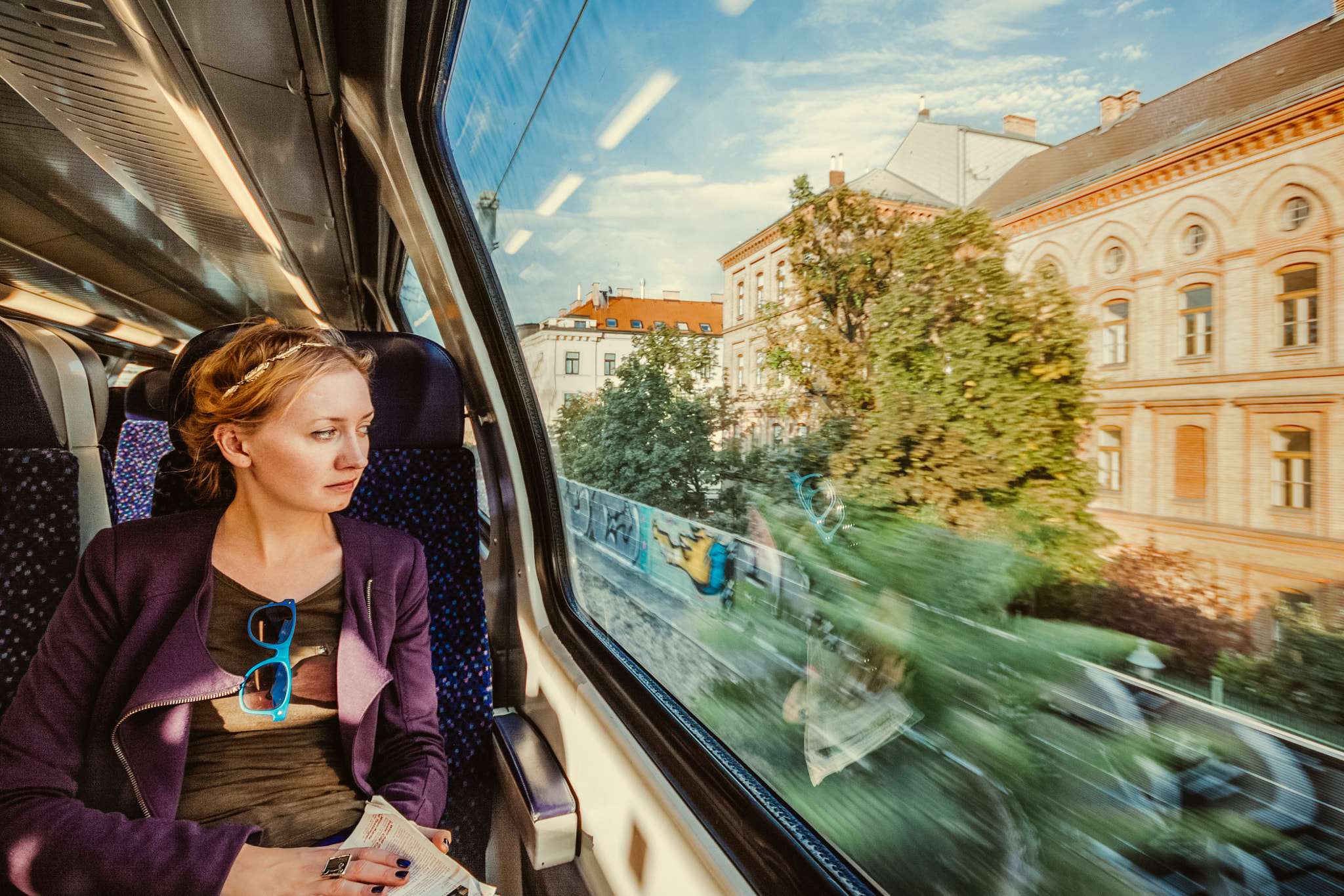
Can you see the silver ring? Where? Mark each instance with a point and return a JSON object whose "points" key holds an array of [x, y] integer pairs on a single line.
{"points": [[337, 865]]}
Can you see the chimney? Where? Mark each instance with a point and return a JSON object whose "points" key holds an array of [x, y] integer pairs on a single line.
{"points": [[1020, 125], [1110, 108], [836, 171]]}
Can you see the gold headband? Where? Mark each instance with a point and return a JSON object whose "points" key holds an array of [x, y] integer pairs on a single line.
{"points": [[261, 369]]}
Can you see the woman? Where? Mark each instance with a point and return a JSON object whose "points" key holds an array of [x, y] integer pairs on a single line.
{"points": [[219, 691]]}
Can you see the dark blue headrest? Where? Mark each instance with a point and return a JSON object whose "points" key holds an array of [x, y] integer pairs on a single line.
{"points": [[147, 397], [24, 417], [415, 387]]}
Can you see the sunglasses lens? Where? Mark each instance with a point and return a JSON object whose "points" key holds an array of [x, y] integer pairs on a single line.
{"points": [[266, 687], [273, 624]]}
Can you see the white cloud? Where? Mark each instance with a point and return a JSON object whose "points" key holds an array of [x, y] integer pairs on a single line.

☆ ☆ ☆ ☆ ☆

[Exercise directions]
Starting at the first entry above and ending at the last, write everything out exactly except the pictures.

[Answer for this exercise]
Can you see the silver ring? Where? Mark each instance with a point and return a JSON object whose "points" key holds an array of [x, y] integer pairs on a single line.
{"points": [[337, 865]]}
Can you see the chimney? Where? Mark each instance with a point and return a JSON object whose "points" key holds an array of [x, y] integer pairs on a single line.
{"points": [[1020, 125], [1110, 108], [836, 171]]}
Can you see the gold headband? Where? Mark each instance with a point and return a JSON object whose "points" key holds an array of [x, y] integer pairs on a single line.
{"points": [[261, 369]]}
Can you see the woman? Where? Mark each instance with a point and return a JSON object whose "points" key holds an array of [x, y] integer pairs on a single line.
{"points": [[219, 691]]}
Can you see the dark blue headrest? Where? Mark each instance with a point and return a JSON object whose "points" key holds an array of [x, y] integer pairs on a single line.
{"points": [[147, 397], [24, 417], [415, 387]]}
Can you see the sunglasses lens? Where? Mark each instance with a point and return a JSON object whose "points" key holds an array of [x, y] integer pairs on a single line.
{"points": [[266, 687], [273, 624]]}
Can you see the white cloud? Where? Mark each instance with a point and return a JSON object whose "points" key holds an array of [x, y] integer pairs on a single line.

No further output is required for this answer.